───── ENTRIES SHOWN
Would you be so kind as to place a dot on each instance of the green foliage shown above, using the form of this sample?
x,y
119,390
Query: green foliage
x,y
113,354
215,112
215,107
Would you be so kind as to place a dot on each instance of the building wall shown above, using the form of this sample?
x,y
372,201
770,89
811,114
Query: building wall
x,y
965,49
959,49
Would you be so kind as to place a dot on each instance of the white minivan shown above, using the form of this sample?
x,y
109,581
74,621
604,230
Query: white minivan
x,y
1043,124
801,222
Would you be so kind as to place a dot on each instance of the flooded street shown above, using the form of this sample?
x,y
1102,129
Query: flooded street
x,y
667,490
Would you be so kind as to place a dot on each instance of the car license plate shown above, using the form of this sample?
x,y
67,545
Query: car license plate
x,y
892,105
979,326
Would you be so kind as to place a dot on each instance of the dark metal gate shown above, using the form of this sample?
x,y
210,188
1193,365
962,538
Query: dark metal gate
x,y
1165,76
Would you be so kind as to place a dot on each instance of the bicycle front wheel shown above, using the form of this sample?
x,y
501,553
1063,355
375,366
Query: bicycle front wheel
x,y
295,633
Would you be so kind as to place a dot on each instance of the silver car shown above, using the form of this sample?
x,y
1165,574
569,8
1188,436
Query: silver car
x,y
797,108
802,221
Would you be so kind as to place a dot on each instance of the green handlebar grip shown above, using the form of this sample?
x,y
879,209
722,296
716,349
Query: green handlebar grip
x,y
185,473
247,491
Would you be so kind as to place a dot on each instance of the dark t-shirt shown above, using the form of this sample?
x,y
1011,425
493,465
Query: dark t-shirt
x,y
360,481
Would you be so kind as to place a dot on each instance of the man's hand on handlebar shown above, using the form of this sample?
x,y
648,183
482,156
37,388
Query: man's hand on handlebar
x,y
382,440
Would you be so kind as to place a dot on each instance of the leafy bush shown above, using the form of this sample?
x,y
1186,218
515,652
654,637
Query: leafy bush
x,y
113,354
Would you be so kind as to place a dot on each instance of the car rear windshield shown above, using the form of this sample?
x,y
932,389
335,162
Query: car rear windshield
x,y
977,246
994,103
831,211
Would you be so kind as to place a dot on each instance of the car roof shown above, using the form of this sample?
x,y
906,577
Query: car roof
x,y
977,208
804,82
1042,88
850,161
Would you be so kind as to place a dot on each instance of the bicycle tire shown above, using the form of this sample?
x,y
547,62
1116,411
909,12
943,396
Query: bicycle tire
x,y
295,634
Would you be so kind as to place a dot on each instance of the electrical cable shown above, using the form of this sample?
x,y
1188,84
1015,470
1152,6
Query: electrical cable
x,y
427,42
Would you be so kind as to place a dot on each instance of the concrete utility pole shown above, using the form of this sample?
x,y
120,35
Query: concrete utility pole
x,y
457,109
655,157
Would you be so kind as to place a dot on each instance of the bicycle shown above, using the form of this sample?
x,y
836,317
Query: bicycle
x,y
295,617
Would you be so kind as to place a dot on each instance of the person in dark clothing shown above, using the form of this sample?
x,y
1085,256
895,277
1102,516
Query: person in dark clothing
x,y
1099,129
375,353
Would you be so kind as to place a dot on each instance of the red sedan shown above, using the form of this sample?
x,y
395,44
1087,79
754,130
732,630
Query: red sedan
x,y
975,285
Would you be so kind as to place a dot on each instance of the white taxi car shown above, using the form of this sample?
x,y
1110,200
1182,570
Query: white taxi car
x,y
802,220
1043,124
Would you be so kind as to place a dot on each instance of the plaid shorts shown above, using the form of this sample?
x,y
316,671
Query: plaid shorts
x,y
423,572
──────────
**DESCRIPTION OF THE TASK**
Output the entries verbatim.

**ANSWER**
Would you be so kind as to place a dot on each instance of the green foliage shown above, using the form of this sample?
x,y
119,390
Query: green foliage
x,y
113,354
215,112
215,107
Would you be so kind as to place a dot on each instance of the building wall shown above, using the form of this sample?
x,y
372,201
770,89
811,114
Query: building wall
x,y
965,49
959,49
Would you be so kind as to place a dot on each instance of the white minivan shown above, using the form of this sample?
x,y
109,581
74,621
604,230
Query: white minivan
x,y
1043,124
801,222
Would you be so kind as to place a dot on each instance of the flooded street shown above, using the form of this sample?
x,y
1102,129
Query: flooded street
x,y
667,490
Would you be so kind as to place a dot on each instance of the car license plate shown above, using the form of this sample?
x,y
67,545
Query: car license plate
x,y
892,105
979,326
Would you be so kind as to place a dot on each instance of the dark metal gate shown above, using the form of this sample?
x,y
210,188
1193,365
962,538
Query: dark metal gate
x,y
1165,76
Would you be so kind as to place a dot on each instance of the bicycle front wheel shown above, using the form of this sample?
x,y
501,553
1063,355
375,366
Query: bicycle front wheel
x,y
295,633
Would you be so kind as to place a dot on each instance of the silver car shown above, using the form of this sample?
x,y
1165,574
569,8
1188,436
Query: silver car
x,y
797,108
802,221
Would you be so kind as to place a dot on each instance of the green handlebar grip shown above, using the form of this sample?
x,y
879,209
722,296
716,349
Query: green handlebar grip
x,y
185,473
247,491
Would you be so kind as to place a dot on each instance of the dark t-shirt shown above, using the form of this sample?
x,y
1011,425
493,465
Query: dark t-shirt
x,y
360,481
Would you be so kind as to place a dot on each instance of the man's hand on handlebar shown above, using the form of this sample?
x,y
648,183
482,156
37,388
Query: man's hand on handlebar
x,y
382,440
Would you be so kind as to place a dot on each instance of the leafy bush shown above, using the form of this sample?
x,y
1186,218
515,652
654,637
Query: leafy bush
x,y
113,354
Would you be so kind as to place a dot on each instance of the car rear windshield shown above, using the form of this sample?
x,y
932,389
335,162
Query: car rear windshield
x,y
977,246
994,103
831,211
Would you be so kind as to place a dot on each instance of the car roof shown above, using the form of this sample?
x,y
906,577
Query: car roof
x,y
977,208
804,82
1042,88
850,161
Would you be so kind as to place a dot on each instance of the bicycle tire shown above, using the form of this sample?
x,y
547,62
1116,411
909,12
943,396
Query: bicycle tire
x,y
295,634
Would you be so kind as to place a dot on each instance of the electrical cable shown above, using the form of this sample?
x,y
1188,84
1015,470
1152,6
Query: electrical cable
x,y
427,42
Would you be so kind as to place a dot on each instance of the concrete utility pole shown above, using the form of this sample?
x,y
120,35
Query: concrete utility pole
x,y
457,109
655,157
Would you be so kind as to place a dot on each instance of the bicycle shown above, using the form of this sample?
x,y
836,317
Query: bicycle
x,y
295,617
Would you be so kind as to place a dot on each instance of the person in dark clothing shown above, using the form of this sample?
x,y
1085,256
895,277
1102,516
Query: person in dark clothing
x,y
1099,129
375,353
Would you be so kind as to place a dot on each instance of the red sedan shown above, using the form of this sample?
x,y
395,44
1087,79
754,130
732,630
Query: red sedan
x,y
975,285
Would you be so kind as to place a dot on each instance of the white taxi car shown above, using the form of this sample?
x,y
1110,200
1182,570
Query: white taxi car
x,y
802,220
1043,124
Would you be so kind as to place a dot on each instance of the plaid shorts shown above, using the form of this sample?
x,y
316,671
Query: plaid shorts
x,y
423,572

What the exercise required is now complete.